- _Records supplied_:
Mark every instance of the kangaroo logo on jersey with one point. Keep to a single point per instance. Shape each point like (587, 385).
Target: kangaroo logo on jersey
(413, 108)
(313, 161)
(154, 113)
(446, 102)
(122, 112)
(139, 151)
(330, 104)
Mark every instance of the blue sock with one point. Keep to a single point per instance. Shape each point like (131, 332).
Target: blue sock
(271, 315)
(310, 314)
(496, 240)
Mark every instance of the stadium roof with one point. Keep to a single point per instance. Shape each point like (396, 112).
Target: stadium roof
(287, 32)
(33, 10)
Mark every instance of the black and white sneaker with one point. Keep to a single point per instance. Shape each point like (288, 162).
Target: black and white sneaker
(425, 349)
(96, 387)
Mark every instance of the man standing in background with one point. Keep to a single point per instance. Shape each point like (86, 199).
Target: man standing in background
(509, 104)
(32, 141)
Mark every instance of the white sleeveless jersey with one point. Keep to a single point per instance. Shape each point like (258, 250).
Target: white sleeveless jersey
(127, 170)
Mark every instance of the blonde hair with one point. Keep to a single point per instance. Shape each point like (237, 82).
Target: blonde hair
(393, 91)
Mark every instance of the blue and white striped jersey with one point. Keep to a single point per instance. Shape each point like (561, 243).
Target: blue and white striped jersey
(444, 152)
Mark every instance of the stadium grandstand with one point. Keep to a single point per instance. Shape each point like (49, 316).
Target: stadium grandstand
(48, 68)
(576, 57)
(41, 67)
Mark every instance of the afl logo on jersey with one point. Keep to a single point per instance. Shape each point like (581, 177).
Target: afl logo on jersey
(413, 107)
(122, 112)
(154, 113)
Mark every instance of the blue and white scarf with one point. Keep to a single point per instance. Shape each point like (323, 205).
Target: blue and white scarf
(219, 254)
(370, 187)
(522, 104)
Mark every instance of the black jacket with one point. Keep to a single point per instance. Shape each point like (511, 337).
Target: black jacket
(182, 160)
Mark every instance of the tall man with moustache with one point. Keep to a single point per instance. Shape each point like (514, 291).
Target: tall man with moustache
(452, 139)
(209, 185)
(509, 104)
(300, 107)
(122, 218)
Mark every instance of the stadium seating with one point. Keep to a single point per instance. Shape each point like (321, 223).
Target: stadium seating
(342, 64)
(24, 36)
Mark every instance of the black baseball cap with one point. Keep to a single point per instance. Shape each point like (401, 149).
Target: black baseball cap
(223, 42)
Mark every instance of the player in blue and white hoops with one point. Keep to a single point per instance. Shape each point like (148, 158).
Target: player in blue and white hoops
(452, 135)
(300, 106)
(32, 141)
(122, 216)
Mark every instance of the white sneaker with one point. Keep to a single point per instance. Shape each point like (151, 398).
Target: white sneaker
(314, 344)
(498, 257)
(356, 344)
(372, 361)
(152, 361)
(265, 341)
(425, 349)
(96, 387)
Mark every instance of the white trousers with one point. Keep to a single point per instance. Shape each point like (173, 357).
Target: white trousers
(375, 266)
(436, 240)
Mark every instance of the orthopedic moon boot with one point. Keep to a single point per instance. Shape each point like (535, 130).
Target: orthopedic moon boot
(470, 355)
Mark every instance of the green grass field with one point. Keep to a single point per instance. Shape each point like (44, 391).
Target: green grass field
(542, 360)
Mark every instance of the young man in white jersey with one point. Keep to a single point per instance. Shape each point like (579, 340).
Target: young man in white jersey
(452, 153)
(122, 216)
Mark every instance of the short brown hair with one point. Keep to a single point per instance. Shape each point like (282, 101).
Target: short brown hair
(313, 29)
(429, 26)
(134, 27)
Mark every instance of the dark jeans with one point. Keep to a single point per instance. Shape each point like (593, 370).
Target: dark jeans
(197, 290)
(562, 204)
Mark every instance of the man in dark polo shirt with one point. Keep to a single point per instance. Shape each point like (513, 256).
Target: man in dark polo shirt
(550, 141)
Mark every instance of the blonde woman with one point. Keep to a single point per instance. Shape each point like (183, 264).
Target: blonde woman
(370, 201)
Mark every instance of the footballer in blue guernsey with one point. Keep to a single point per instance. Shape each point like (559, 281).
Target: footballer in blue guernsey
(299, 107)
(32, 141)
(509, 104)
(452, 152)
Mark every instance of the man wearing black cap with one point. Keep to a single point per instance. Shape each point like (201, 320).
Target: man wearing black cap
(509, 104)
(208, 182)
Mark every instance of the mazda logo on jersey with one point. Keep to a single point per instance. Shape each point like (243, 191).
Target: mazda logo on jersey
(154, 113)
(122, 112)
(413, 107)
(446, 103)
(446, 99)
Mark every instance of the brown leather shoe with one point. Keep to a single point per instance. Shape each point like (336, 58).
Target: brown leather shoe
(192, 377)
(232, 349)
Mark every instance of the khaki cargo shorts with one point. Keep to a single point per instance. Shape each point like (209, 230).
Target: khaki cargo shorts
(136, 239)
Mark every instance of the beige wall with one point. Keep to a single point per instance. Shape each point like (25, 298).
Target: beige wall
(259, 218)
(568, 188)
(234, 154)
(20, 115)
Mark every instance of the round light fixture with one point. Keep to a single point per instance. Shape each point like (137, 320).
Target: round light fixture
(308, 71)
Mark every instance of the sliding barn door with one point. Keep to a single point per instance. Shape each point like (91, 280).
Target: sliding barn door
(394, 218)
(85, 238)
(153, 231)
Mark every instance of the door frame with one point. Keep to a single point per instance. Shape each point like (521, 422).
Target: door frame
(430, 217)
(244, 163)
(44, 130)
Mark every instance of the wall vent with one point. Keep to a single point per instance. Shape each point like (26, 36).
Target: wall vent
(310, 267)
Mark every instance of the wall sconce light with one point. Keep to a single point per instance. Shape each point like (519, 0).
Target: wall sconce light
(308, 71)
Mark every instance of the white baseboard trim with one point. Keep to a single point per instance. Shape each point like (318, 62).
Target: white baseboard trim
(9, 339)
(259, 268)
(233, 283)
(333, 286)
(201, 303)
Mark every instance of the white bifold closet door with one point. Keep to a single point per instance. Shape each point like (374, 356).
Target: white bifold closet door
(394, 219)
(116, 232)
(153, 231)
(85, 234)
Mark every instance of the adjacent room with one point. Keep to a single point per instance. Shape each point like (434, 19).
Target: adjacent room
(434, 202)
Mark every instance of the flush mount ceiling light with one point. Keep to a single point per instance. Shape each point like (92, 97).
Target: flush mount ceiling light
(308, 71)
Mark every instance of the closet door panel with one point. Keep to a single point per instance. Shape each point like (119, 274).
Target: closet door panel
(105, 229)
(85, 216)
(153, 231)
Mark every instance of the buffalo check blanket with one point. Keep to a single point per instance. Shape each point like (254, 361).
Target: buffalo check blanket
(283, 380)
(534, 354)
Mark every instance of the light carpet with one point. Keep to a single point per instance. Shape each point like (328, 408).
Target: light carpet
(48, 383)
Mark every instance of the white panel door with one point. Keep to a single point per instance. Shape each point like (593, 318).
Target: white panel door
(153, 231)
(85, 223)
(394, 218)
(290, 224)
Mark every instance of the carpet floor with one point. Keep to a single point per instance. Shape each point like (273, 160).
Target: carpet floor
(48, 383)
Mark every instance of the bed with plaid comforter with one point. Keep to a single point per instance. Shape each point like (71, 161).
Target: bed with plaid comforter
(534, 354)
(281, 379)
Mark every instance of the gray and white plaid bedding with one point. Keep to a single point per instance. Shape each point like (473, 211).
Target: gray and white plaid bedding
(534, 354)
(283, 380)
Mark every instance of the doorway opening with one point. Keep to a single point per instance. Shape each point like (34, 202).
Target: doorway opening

- _Written problem_: Please arrange every line of the records above as a Markdown table with two columns, Row and Line, giving each line its own numbered row and leaving out blank lines.

- _Task output_:
| Row | Line |
|---|---|
| 1 | Mark every instance of the kangaroo logo on jersey with one point. Keep to a single point per instance. Shape each point like (587, 385). |
| 2 | Target: kangaroo logo on jersey |
| 3 | (413, 108) |
| 4 | (313, 161) |
| 5 | (154, 113) |
| 6 | (446, 102) |
| 7 | (122, 112) |
| 8 | (139, 151) |
| 9 | (330, 104) |
| 10 | Mark every instance of the blue sock with one point. Keep to a single point per instance. Shape each point like (131, 332). |
| 11 | Target: blue sock |
| 12 | (271, 315) |
| 13 | (310, 314) |
| 14 | (496, 240) |
| 15 | Mark every instance of the stadium roof with one point. Keep to a single point per instance. Shape each point like (396, 112). |
| 16 | Target: stadium roof |
| 17 | (287, 32) |
| 18 | (33, 10) |
| 19 | Mark every instance of the black and white sneaker with one point. Keep to a single point per instance. Shape each point like (288, 162). |
| 20 | Target: black and white sneaker |
| 21 | (425, 349) |
| 22 | (96, 387) |
| 23 | Mark every instance of the man standing in background with one point. Keep to a single point per instance. Shape each point like (86, 199). |
| 24 | Target: man standing in background |
| 25 | (509, 104) |
| 26 | (32, 141) |
| 27 | Mark every instance of the white sleeveless jersey with one point. Keep to a single point per instance. Shape each point like (258, 250). |
| 28 | Target: white sleeveless jersey |
| 29 | (127, 170) |
| 30 | Mark every instance of the blonde hair with one point. Keep to a single point per instance. Shape each point like (237, 82). |
| 31 | Target: blonde hair |
| 32 | (393, 91) |
| 33 | Mark every instance of the blue and white striped jersey with one point. Keep to a single point per instance. Shape each point like (561, 243). |
| 34 | Target: blue and white striped jersey |
| 35 | (444, 152) |
| 36 | Mark every instance of the stadium grandstand with one point. Keep to a single point per instance. Shape each point like (49, 316). |
| 37 | Target: stadium grandstand |
| 38 | (48, 68) |
| 39 | (576, 57) |
| 40 | (41, 67) |
| 41 | Mark every instance of the afl logo on jersey with one point. Keep to a single point per instance. Shape each point like (581, 177). |
| 42 | Target: afl logo on jersey |
| 43 | (413, 107) |
| 44 | (122, 112) |
| 45 | (154, 113) |
| 46 | Mark every instance of the blue and white scarf with one point. Keep to a single point per instance. Shape each point like (323, 205). |
| 47 | Target: blue and white scarf |
| 48 | (219, 254) |
| 49 | (370, 187) |
| 50 | (522, 104) |
| 51 | Mark every instance of the black jacket with one point. Keep to a single point per instance. Shape each point like (511, 337). |
| 52 | Target: black jacket |
| 53 | (182, 160) |
| 54 | Mark every instance of the tall man with moustache with one point. Keep to a single point per instance. Shape each point like (514, 291). |
| 55 | Target: tall man with moustache |
| 56 | (452, 139) |
| 57 | (209, 185) |
| 58 | (509, 104) |
| 59 | (300, 107) |
| 60 | (122, 218) |
| 61 | Mark every instance of the stadium seating with one point. Keep to a single point per instance. Shape each point like (321, 223). |
| 62 | Target: stadium seating |
| 63 | (342, 64) |
| 64 | (24, 36) |
| 65 | Mark every instance of the black baseball cap with one point. Keep to a single point per instance. Shape each point like (401, 149). |
| 66 | Target: black baseball cap |
| 67 | (223, 42) |
| 68 | Mark every instance of the player in blue and white hoops with one point. Keep to a single point per instance. Shape each point like (148, 158). |
| 69 | Target: player in blue and white hoops |
| 70 | (452, 135) |
| 71 | (300, 106) |
| 72 | (32, 141) |
| 73 | (122, 216) |
| 74 | Mark every instance of the white sneaker with one point. Keep to a single point per instance. Shape each point like (151, 398). |
| 75 | Target: white sneaker |
| 76 | (314, 344) |
| 77 | (498, 257) |
| 78 | (356, 344) |
| 79 | (372, 361) |
| 80 | (152, 361) |
| 81 | (265, 341) |
| 82 | (425, 349) |
| 83 | (96, 387) |
| 84 | Mark every instance of the white trousers with one point. Keep to a single point per instance. Shape each point like (173, 357). |
| 85 | Target: white trousers |
| 86 | (375, 266) |
| 87 | (436, 240) |
| 88 | Mark every instance of the orthopedic moon boot with one point. Keep to a single point per instance. Shape each point like (535, 130). |
| 89 | Target: orthopedic moon boot |
| 90 | (470, 355) |
| 91 | Mark every instance of the green grass field with one point. Keep to a single point per instance. Shape each point like (44, 391). |
| 92 | Target: green grass field |
| 93 | (542, 360) |
| 94 | Mark every instance of the young man in white jersey with one point. Keep to a single point per instance. Shape each point like (579, 340). |
| 95 | Target: young man in white jersey |
| 96 | (452, 153) |
| 97 | (122, 216) |
| 98 | Mark every instance of the short brown hair with one point. Keep to a single point per instance. Shape each point like (282, 101). |
| 99 | Target: short brown hair |
| 100 | (313, 29) |
| 101 | (429, 26) |
| 102 | (134, 27) |
| 103 | Mark every instance of the dark jeans with one point. Keep to a single point per instance. Shape each point like (593, 370). |
| 104 | Target: dark jeans |
| 105 | (197, 290) |
| 106 | (562, 204) |
| 107 | Mark every instance of the man in dark polo shirt with one point. Keep to a single point per instance. Shape each point like (513, 256). |
| 108 | Target: man in dark polo shirt |
| 109 | (550, 141) |
| 110 | Mark every instance of the blonde woman with one point. Keep to a single point per instance. Shape each point like (183, 264). |
| 111 | Target: blonde woman |
| 112 | (370, 201) |
| 113 | Mark every instance of the footballer in blue guernsey with one point. Keep to a single point per instance. Shape each point like (559, 281). |
| 114 | Target: footballer in blue guernsey |
| 115 | (299, 107) |
| 116 | (32, 141) |
| 117 | (509, 104) |
| 118 | (452, 152) |
| 119 | Mark every instance of the man wearing black cap with one point. Keep to a single point per instance. Shape each point like (201, 320). |
| 120 | Target: man wearing black cap |
| 121 | (509, 104) |
| 122 | (208, 182) |
| 123 | Mark every instance of the mazda logo on jersey with one point. Keep to a single point per instance. Shape each point like (243, 191). |
| 124 | Target: mazda logo on jersey |
| 125 | (154, 113) |
| 126 | (122, 112) |
| 127 | (413, 107) |
| 128 | (446, 103) |
| 129 | (446, 99) |
| 130 | Mark every instance of the brown leather shoe with one point. Keep to a single point per instance. Shape each point like (336, 58). |
| 131 | Target: brown leather shoe |
| 132 | (192, 377) |
| 133 | (232, 349) |
| 134 | Mark every instance of the khaki cargo shorts with one point. Keep to a single point per instance. Shape each point like (209, 230). |
| 135 | Target: khaki cargo shorts |
| 136 | (136, 239) |
| 137 | Mark every instance of the beige wall with one point. Keep to a single point per instance. Shape each point like (25, 298). |
| 138 | Target: beige wall |
| 139 | (259, 218) |
| 140 | (568, 188) |
| 141 | (234, 154) |
| 142 | (20, 115) |
| 143 | Mark every instance of the round light fixture with one point. Keep to a single point per instance. Shape each point like (137, 320). |
| 144 | Target: round light fixture |
| 145 | (308, 71) |
| 146 | Mark every instance of the sliding barn door with one point. Keep to a single point per instance. Shape each point like (91, 280). |
| 147 | Target: sliding barn door |
| 148 | (394, 218) |
| 149 | (85, 238) |
| 150 | (153, 231) |
| 151 | Mark every instance of the door frame with one point. Keep to a single point per instance. Shape each point like (521, 422). |
| 152 | Target: door frame |
| 153 | (430, 217) |
| 154 | (244, 163) |
| 155 | (44, 130) |
| 156 | Mark every instance of the wall vent with one point. Keep to a single point per instance. Shape each point like (26, 36). |
| 157 | Target: wall vent |
| 158 | (310, 267) |
| 159 | Mark every instance of the wall sconce light with one point. Keep to a single point per instance. Shape each point like (519, 0). |
| 160 | Target: wall sconce light |
| 161 | (308, 71) |
| 162 | Mark every instance of the white baseboard trim with one point. Keep to a single point per instance. Shape each point like (318, 62). |
| 163 | Target: white baseboard trim |
| 164 | (9, 339) |
| 165 | (259, 268) |
| 166 | (233, 283) |
| 167 | (333, 286) |
| 168 | (201, 303) |
| 169 | Mark every instance of the white bifold closet door with one point. Keep to a single point per instance. Shape each point like (374, 356). |
| 170 | Target: white bifold closet door |
| 171 | (394, 219) |
| 172 | (116, 232) |
| 173 | (153, 231) |
| 174 | (85, 234) |
| 175 | Mark every instance of the adjacent room with one point. Keep to a single point per instance. Shape each point like (434, 19). |
| 176 | Target: adjacent room |
| 177 | (434, 202) |
| 178 | Mark every instance of the flush mount ceiling light with one point. Keep to a single point per instance. Shape each point like (92, 97). |
| 179 | Target: flush mount ceiling light |
| 180 | (308, 71) |
| 181 | Mark every instance of the closet door panel with one point. Keep to a single point per instance. Shape each point like (119, 274). |
| 182 | Target: closet door panel |
| 183 | (105, 229) |
| 184 | (85, 216) |
| 185 | (153, 231) |
| 186 | Mark every instance of the buffalo check blanket with one point. Keep to a single point per instance. Shape each point like (254, 361). |
| 187 | Target: buffalo check blanket |
| 188 | (283, 380) |
| 189 | (534, 354) |
| 190 | Mark every instance of the light carpet with one point. Keep to a single point per instance. Shape each point like (328, 408). |
| 191 | Target: light carpet |
| 192 | (48, 383) |
| 193 | Mark every instance of the white panel door with one point. Keep to a single point per instance. Shape each point like (593, 318). |
| 194 | Target: white panel door |
| 195 | (153, 231) |
| 196 | (85, 223) |
| 197 | (394, 218) |
| 198 | (290, 224) |
| 199 | Mark every instance of the carpet floor with one point. Keep to a single point per instance. Shape each point like (273, 160). |
| 200 | Target: carpet floor |
| 201 | (48, 383) |
| 202 | Mark every instance of the bed with plaid comforter with one point. Keep to a single point per instance. Shape each point like (71, 161). |
| 203 | Target: bed with plaid comforter |
| 204 | (534, 354) |
| 205 | (281, 379) |
| 206 | Mark every instance of the gray and white plaid bedding with one point. Keep to a single point per instance. Shape each point like (473, 211). |
| 207 | Target: gray and white plaid bedding |
| 208 | (534, 354) |
| 209 | (283, 380) |
| 210 | Mark every instance of the doorway opening with one point. Keep to a single point per instance. Shape each point like (34, 202). |
| 211 | Target: doorway opening |